# Exercise directions:
Rewrite the data below with every occurrence of "axis-aligned boxes" changed to "axis-aligned bounding boxes", keeping everything else identical.

# Data listing:
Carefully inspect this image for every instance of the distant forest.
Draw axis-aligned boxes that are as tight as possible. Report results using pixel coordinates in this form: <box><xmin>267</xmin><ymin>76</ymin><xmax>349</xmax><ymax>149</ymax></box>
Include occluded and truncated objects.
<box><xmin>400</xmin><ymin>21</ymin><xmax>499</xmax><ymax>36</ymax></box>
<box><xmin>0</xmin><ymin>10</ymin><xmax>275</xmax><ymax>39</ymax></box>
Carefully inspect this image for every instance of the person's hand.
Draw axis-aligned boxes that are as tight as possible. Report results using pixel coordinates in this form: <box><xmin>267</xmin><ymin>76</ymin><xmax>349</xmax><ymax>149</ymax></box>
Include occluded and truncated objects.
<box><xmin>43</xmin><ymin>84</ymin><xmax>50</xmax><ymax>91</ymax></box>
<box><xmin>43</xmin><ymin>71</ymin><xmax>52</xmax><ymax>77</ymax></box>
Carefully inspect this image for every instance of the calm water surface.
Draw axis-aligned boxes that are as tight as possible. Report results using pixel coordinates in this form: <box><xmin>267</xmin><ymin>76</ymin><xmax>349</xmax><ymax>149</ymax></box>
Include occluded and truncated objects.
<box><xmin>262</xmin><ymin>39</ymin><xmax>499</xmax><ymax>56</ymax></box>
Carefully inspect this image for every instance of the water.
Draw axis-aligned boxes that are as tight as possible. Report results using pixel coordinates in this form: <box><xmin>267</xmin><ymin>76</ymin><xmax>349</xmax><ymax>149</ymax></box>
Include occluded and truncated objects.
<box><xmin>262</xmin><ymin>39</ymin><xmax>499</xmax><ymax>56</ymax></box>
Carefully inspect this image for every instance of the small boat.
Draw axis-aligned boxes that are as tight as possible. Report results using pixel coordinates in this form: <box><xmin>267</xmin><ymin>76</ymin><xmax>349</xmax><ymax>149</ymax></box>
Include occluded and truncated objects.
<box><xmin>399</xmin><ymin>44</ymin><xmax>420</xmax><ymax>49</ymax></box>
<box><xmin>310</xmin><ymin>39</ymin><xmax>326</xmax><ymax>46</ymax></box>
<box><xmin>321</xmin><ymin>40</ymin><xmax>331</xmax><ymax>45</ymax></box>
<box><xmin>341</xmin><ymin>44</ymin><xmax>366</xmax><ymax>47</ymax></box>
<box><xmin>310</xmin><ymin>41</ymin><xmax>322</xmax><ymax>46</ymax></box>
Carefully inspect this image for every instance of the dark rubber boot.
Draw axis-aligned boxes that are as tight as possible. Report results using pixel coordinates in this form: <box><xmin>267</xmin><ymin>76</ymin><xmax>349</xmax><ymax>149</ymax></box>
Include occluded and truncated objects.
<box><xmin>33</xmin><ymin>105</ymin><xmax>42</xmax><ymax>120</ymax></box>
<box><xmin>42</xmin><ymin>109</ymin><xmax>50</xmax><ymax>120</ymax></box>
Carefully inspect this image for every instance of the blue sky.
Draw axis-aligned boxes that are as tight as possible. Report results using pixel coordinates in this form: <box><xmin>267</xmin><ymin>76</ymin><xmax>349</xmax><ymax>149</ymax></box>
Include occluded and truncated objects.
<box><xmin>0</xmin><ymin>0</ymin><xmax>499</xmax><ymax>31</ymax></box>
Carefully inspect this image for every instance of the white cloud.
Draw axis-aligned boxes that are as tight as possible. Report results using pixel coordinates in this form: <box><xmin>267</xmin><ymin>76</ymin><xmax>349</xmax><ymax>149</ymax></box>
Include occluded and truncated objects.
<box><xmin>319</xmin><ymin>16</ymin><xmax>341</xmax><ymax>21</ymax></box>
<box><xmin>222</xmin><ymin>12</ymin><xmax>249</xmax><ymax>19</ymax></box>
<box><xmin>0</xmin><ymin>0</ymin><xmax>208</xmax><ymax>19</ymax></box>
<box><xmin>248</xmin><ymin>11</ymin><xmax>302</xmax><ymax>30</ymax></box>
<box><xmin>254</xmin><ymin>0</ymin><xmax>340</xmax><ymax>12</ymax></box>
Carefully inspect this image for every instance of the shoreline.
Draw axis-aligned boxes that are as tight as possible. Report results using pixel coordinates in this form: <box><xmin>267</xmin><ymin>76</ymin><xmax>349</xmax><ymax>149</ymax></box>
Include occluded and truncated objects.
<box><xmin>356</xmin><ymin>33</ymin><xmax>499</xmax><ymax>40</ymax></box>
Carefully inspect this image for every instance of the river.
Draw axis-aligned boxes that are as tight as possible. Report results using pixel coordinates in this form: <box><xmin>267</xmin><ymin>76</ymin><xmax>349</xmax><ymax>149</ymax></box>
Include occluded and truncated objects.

# Output of the task:
Carefully inspect this image for every instance of the distant forest.
Draw axis-aligned bounding boxes that are as tight as possible. Report results using pixel coordinates in this form: <box><xmin>267</xmin><ymin>76</ymin><xmax>349</xmax><ymax>149</ymax></box>
Include occluded and truncated objects.
<box><xmin>400</xmin><ymin>21</ymin><xmax>499</xmax><ymax>36</ymax></box>
<box><xmin>0</xmin><ymin>10</ymin><xmax>275</xmax><ymax>39</ymax></box>
Carefully inspect this image for every instance of the person's hand.
Draw axis-aligned bounding boxes that are as tight as possible. Report results using pixel coordinates in this form: <box><xmin>267</xmin><ymin>76</ymin><xmax>349</xmax><ymax>149</ymax></box>
Include occluded and truncated objects.
<box><xmin>43</xmin><ymin>84</ymin><xmax>50</xmax><ymax>91</ymax></box>
<box><xmin>43</xmin><ymin>71</ymin><xmax>52</xmax><ymax>77</ymax></box>
Carefully inspect this image for every instance of the calm water surface.
Draw axis-aligned bounding boxes that are as tight as possible. Report results using pixel coordinates in this form: <box><xmin>267</xmin><ymin>76</ymin><xmax>349</xmax><ymax>149</ymax></box>
Include occluded and truncated objects.
<box><xmin>262</xmin><ymin>39</ymin><xmax>499</xmax><ymax>56</ymax></box>
Carefully inspect this image for every instance of the water.
Draw axis-aligned bounding boxes that are as tight as possible. Report results using pixel coordinates in this form: <box><xmin>267</xmin><ymin>76</ymin><xmax>349</xmax><ymax>149</ymax></box>
Include occluded and truncated objects.
<box><xmin>262</xmin><ymin>39</ymin><xmax>499</xmax><ymax>56</ymax></box>
Carefully inspect this image for every instance of the small boat.
Draw axis-aligned bounding boxes that are as tight as possible. Report results using pixel coordinates in this form: <box><xmin>267</xmin><ymin>76</ymin><xmax>349</xmax><ymax>149</ymax></box>
Include occluded and truncated objects.
<box><xmin>399</xmin><ymin>44</ymin><xmax>420</xmax><ymax>49</ymax></box>
<box><xmin>310</xmin><ymin>39</ymin><xmax>326</xmax><ymax>46</ymax></box>
<box><xmin>321</xmin><ymin>40</ymin><xmax>331</xmax><ymax>45</ymax></box>
<box><xmin>341</xmin><ymin>44</ymin><xmax>366</xmax><ymax>47</ymax></box>
<box><xmin>310</xmin><ymin>41</ymin><xmax>322</xmax><ymax>46</ymax></box>
Carefully inspect this image for every instance of the dark rubber boot.
Draw axis-aligned bounding boxes that are as tight as possible. Report results using pixel coordinates in this form: <box><xmin>267</xmin><ymin>76</ymin><xmax>349</xmax><ymax>149</ymax></box>
Include occluded and truncated objects.
<box><xmin>33</xmin><ymin>105</ymin><xmax>42</xmax><ymax>120</ymax></box>
<box><xmin>42</xmin><ymin>109</ymin><xmax>50</xmax><ymax>120</ymax></box>
Carefully inspect this image for every instance of the blue sky.
Draw axis-aligned bounding boxes that are as tight as possible. Report results using pixel coordinates in this form: <box><xmin>267</xmin><ymin>76</ymin><xmax>349</xmax><ymax>149</ymax></box>
Include occluded and truncated objects.
<box><xmin>0</xmin><ymin>0</ymin><xmax>499</xmax><ymax>31</ymax></box>
Carefully inspect this image for every instance of the white cloud.
Draw axis-aligned bounding boxes that are as tight as possible. Report results using pixel coordinates in this form: <box><xmin>267</xmin><ymin>76</ymin><xmax>349</xmax><ymax>149</ymax></box>
Include occluded and truncated objects.
<box><xmin>319</xmin><ymin>16</ymin><xmax>341</xmax><ymax>21</ymax></box>
<box><xmin>222</xmin><ymin>12</ymin><xmax>249</xmax><ymax>19</ymax></box>
<box><xmin>0</xmin><ymin>0</ymin><xmax>208</xmax><ymax>19</ymax></box>
<box><xmin>248</xmin><ymin>11</ymin><xmax>302</xmax><ymax>30</ymax></box>
<box><xmin>254</xmin><ymin>0</ymin><xmax>340</xmax><ymax>12</ymax></box>
Carefully inspect this image for every instance of the shoreline.
Draw axis-aligned bounding boxes that are as tight as possible. Report results using pixel coordinates in this form: <box><xmin>267</xmin><ymin>76</ymin><xmax>349</xmax><ymax>149</ymax></box>
Include occluded and truncated objects.
<box><xmin>356</xmin><ymin>33</ymin><xmax>499</xmax><ymax>40</ymax></box>
Carefully inspect this image for every instance of the river.
Draw axis-aligned bounding boxes that are as tight as possible. Report results using pixel coordinates in this form: <box><xmin>267</xmin><ymin>76</ymin><xmax>349</xmax><ymax>149</ymax></box>
Include occluded and truncated objects.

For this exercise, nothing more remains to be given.